[EXERCISE DIRECTIONS]
Copy every record word for word.

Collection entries

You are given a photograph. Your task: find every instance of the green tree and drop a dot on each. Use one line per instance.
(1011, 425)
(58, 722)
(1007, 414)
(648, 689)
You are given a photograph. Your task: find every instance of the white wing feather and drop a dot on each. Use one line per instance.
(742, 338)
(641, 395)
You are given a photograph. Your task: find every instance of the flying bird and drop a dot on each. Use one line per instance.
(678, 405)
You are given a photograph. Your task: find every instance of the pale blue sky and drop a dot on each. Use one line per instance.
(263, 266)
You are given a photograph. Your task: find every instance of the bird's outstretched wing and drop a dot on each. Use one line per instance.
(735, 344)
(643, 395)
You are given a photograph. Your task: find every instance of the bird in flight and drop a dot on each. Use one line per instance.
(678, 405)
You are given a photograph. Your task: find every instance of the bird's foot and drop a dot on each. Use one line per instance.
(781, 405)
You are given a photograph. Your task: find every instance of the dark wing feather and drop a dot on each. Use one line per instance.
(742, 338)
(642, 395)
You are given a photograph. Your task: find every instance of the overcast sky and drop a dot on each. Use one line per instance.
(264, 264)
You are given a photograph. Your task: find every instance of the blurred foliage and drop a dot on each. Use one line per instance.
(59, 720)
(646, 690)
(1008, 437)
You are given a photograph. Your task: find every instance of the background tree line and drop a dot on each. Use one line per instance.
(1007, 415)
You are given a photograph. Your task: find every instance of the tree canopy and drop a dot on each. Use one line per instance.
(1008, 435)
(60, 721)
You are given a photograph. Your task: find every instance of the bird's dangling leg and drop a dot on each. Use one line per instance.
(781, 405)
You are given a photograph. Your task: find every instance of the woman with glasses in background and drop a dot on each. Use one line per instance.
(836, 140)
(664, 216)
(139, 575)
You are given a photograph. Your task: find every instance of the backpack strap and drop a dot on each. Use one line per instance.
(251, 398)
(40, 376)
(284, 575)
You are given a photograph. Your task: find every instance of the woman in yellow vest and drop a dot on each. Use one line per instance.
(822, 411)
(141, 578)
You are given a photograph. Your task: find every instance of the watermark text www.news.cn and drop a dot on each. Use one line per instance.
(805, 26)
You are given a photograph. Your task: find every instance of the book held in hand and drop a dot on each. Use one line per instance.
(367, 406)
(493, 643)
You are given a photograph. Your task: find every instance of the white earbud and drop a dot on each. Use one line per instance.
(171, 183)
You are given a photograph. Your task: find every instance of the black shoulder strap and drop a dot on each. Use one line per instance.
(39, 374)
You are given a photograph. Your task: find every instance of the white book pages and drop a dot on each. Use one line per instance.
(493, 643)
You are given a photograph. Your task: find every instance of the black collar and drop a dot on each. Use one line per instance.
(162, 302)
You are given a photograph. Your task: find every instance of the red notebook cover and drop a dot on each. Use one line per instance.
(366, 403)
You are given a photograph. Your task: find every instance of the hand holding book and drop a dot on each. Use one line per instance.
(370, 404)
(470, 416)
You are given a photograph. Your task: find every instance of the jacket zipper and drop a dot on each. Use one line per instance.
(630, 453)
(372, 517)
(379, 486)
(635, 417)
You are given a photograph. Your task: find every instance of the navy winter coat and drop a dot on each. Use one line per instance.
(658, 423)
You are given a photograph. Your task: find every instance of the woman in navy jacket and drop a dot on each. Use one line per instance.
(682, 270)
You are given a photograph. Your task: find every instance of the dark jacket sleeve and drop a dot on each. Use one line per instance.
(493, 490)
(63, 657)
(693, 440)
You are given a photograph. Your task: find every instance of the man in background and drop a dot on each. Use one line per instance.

[WRITTEN RESPONSE]
You are given a photograph. Your task: find every instance of the green tree and drop a dot on each. Use one line per instance.
(1011, 425)
(58, 722)
(1007, 414)
(648, 689)
You are given a photograph. Your task: find every instance of the white wing feather and drop a dot on each. Use one line per instance.
(742, 338)
(641, 395)
You are given a photograph. Your task: find every instance of the flying bird and drop a dot on each. Use one line per instance.
(678, 405)
You are given a photograph. Your task: find every instance of the pale blue sky and drop a dot on each. Use one line per instance.
(263, 266)
You are given a photograph. Your task: find every instance of the bird's outstretched wing and drop a dot on each. Use one line per instance.
(735, 344)
(643, 395)
You are given a photograph. Your task: find every instance of the bird in flight and drop a dot on each. Use one line per instance.
(678, 405)
You are given a photograph. Your task: find every instance of the bird's foot and drop a dot on each. Use one line per instance.
(781, 405)
You are given a photograph. Your task: find every instance of the dark wing feather and drop a dot on each. Use one line per instance.
(742, 338)
(642, 395)
You are given a photograph. Your task: find every instance of the overcast sky and drop a dot on each. Use one line per instance.
(264, 264)
You are given a photograph. Your task: find every instance of the blurred foliage and drop a dot on each. Use one line per instance.
(59, 720)
(646, 690)
(1008, 437)
You are given a photograph. Your task: find every instance of the background tree line and drop a dot on each. Use one line per instance.
(1007, 415)
You are given a photograph. Your task: find every instance of the tree canopy and drop a dot on each. Use one line per instance.
(1008, 435)
(60, 721)
You are given a photograph. Your task: find every instance of the bird's dangling leg and drop a dot on each. Use one line per instance.
(781, 405)
You are given a photograph. Your task: find every instance of the woman with glasses in background and drop a dot on each. Use one line per instance.
(836, 140)
(664, 216)
(139, 575)
You are given a photograph. Your task: find every instance of the backpack strap and drop a dot on each. Use one line per instance.
(251, 398)
(40, 376)
(284, 575)
You are given a photograph. Your task: find every instance of the woman in yellow vest and drop a dot on each. Use one line per instance.
(822, 411)
(141, 578)
You are given a photograph. Your task: find every instance of the watermark text www.news.cn and drop a dot on each. Use one line per instance.
(805, 26)
You are given a photograph. Your task: find every instance of the book held in hand and drop a dot on each. Use one line per instance.
(367, 406)
(493, 643)
You are given a photograph. Your task: find every instance of the white earbud and drop a dot on each. Use one line per instance.
(171, 183)
You are given a photograph. Your task: find every instance of the black shoulder strap and drop a dot on each. Use one line per instance.
(39, 374)
You are given a photograph. Your task: find every instance of the white book pages and drop a dot on each. Use one line per instance.
(493, 643)
You are given a photograph. Your task: find every instance of the black collar and drop a dot on each. Use one line per instance.
(162, 302)
You are given a photograph. Your task: find every instance of the red notebook cover and drop a dot on each. Use one line per instance.
(366, 403)
You are given a photograph. Your task: find every instance of the hand holding book and drop a dot on each. Use one line per instance.
(370, 404)
(470, 416)
You are given a photograph. Your task: find every instance of the jacket zipper and drop a dot on each. Use one line per instance.
(630, 453)
(372, 517)
(379, 486)
(635, 417)
You are given a photograph. Your task: find every instance of the navy winter coat and drop a dot on each. Use one line per instance.
(658, 423)
You are given a photograph. Your task: find every instance of the woman in navy jacket and drop a dot on each. Use one line per instance.
(682, 270)
You are given a photograph. Your task: find every instance of the dark jacket sleeve and drop a dot on each. Use one line per instance.
(493, 490)
(63, 657)
(693, 440)
You are given a photograph. Your task: find every instance of the man in background and drop a dot on each. Use one line per instance.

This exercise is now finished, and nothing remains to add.